§ What is required:
Would you restate all the entries exactly, leaving nothing out?

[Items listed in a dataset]
▬▬▬▬▬▬
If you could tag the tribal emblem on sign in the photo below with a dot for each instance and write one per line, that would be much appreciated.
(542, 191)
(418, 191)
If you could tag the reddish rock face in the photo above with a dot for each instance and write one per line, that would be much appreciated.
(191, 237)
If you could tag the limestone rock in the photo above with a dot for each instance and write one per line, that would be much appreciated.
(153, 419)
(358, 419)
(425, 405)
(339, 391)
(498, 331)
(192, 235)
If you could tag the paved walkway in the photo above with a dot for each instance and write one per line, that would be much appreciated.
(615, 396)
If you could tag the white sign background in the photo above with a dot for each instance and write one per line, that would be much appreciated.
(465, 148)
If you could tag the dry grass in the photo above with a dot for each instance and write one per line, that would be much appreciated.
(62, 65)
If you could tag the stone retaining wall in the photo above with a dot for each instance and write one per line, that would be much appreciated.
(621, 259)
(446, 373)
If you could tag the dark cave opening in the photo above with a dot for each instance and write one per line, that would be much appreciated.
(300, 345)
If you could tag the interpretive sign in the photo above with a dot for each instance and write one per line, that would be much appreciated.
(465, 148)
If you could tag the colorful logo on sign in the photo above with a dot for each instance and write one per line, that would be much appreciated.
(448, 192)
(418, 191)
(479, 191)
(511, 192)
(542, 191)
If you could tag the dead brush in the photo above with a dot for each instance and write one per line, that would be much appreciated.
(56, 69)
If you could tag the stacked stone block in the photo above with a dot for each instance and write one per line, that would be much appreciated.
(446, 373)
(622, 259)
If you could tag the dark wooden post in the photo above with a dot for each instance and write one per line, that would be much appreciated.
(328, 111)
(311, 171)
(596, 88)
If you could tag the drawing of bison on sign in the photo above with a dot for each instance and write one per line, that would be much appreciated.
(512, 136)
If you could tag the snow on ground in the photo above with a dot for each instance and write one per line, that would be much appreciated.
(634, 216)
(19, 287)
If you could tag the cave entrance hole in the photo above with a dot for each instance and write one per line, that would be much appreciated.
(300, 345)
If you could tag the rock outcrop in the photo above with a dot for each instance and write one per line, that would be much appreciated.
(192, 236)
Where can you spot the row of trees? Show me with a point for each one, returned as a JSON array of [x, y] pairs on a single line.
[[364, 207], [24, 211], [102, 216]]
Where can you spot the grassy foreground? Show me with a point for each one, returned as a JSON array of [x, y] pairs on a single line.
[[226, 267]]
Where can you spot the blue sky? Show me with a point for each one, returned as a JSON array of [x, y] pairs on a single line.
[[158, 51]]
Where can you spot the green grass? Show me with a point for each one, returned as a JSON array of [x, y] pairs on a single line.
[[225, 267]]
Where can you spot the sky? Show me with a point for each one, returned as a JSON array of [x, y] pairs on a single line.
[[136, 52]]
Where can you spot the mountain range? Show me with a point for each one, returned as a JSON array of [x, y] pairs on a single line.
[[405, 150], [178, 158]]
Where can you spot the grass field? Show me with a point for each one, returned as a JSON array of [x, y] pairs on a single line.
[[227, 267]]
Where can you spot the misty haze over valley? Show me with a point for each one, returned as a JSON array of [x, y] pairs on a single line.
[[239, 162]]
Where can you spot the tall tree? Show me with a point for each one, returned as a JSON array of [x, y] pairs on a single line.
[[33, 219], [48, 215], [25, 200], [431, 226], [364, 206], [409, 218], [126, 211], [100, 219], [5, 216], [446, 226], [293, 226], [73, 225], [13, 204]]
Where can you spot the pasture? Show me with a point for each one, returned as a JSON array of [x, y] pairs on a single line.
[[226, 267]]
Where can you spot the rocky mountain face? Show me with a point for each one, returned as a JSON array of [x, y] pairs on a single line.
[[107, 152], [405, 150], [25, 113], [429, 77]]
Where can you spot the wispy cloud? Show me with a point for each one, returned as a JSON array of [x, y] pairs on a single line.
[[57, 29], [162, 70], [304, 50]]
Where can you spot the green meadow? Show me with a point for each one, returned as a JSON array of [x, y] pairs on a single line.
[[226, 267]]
▬▬▬▬▬▬
§ Response area:
If you could tag the tribal emblem on sign in the photo below with a dot for each instance and write one per line, that would be much appreciated.
(542, 191)
(418, 191)
If you could tag the reddish rock face in the photo above with a dot for each instance and write one per line, that would be much appreciated.
(191, 237)
If you could tag the limestone rock in the photo above with a dot for each instance and write one per line, that would be much appreciated.
(153, 419)
(358, 419)
(425, 405)
(339, 391)
(498, 331)
(192, 235)
If you could tag the paved walkway in the photo above with a dot for each instance and write one per line, that would be much appreciated.
(615, 396)
If you could tag the white sign background in the photo above with a dot for each instance and write one per line, that would be much appreciated.
(465, 148)
If you could tag the dry grass in the photo above with a dot for each instance and write one per line, that would be much appreciated.
(62, 65)
If you could tag the stone retaining wall in the photo above with a dot for each instance and write one per line, that would be much appreciated.
(621, 259)
(446, 373)
If you could tag the dark cave opening in the photo above with a dot for each instance and write one per line, that would be much appreciated.
(300, 345)
If you could tag the interpretive sign in the photo above with a dot for each instance and write one per line, that would be much appreciated.
(465, 148)
If you could tag the colorful logo on sign in the photo above with a dot for each instance and write one per line, that would be much appreciated.
(448, 192)
(418, 191)
(479, 191)
(511, 192)
(542, 191)
If you could tag the dead brush in the photo above with a dot for each instance and write one per line, that would be much appreciated.
(56, 69)
If you could tag the stacked stone block in the photo above with a dot for each instance and write one per line, that would be much appreciated.
(446, 373)
(622, 259)
If you could tag the dark wooden post in the photo above with a dot for each instance and write one per line, that would be much appreciated.
(328, 111)
(311, 171)
(596, 88)
If you could tag the drawing of bison on sign in the photo above with a dot for each instance and write one per line, that would be much appreciated.
(512, 136)
If you could tag the snow on ground in the photo above with a dot for each instance and write one per line, that would be much appreciated.
(634, 216)
(19, 287)
If you could tag the cave entrance hole in the photo above with a dot for each instance and write one per line, that would be much appreciated.
(300, 345)
If you could tag the rock outcrop in the photo above with a dot for each instance and write one per line, that would be much appreciated.
(192, 236)
Where can you spot the row of trees? Show me with a point for each one, returned as a JSON array of [x, y] pairs on a single line.
[[364, 207], [24, 211], [102, 216]]
Where can you spot the grassy foreground? Show me with a point for each one, returned as a JSON array of [x, y] pairs on a single line.
[[226, 267]]
Where can you spot the blue sky? Show me with a point for each one, returned as a JSON array of [x, y] pairs on a single line.
[[158, 51]]
Where can you spot the green grass? Show me with a point for each one, returned as a JSON array of [x, y] pairs on a single line.
[[225, 267]]
Where can you spot the sky? Show me with a point for each one, returned as a JSON array of [x, y] pairs on a single line.
[[136, 52]]
Where can you spot the mountain range? Show me with a point for each one, returned as a JSON array of [x, y] pairs on a single line.
[[405, 150], [178, 158]]
Where can you spot the grass field? Show me with a point for each one, returned as a JSON array of [x, y] pairs on a single line.
[[227, 267]]
Where can you spot the misty haze over valley? Show me with a point for each one, returned as a JSON array of [x, y] pairs on a single line.
[[239, 162]]
Where can you spot the tall tree? Show me with a point for each one, returned as a JSON array of [x, y] pairs on a single line.
[[33, 219], [48, 215], [25, 200], [431, 226], [364, 206], [409, 218], [126, 211], [100, 219], [5, 216], [446, 226], [293, 226], [73, 225], [13, 204]]
Where can you spot the pasture? Show me with a point for each one, returned as a JSON array of [x, y] pairs on a single line.
[[226, 267]]
Where can you spot the rocky mountain face? Show me with a point for each one, returned as a JSON array of [x, y] pairs on a single line.
[[107, 152], [405, 150], [25, 113], [429, 77]]
Where can you spot the wispy cloud? Show me with a point for each one, returned as a JSON array of [x, y] pairs on a single line.
[[57, 29], [162, 70], [304, 50]]
Where can you spot the green meadow? Show me with a point for each one, returned as a JSON array of [x, y] pairs on a single line.
[[226, 267]]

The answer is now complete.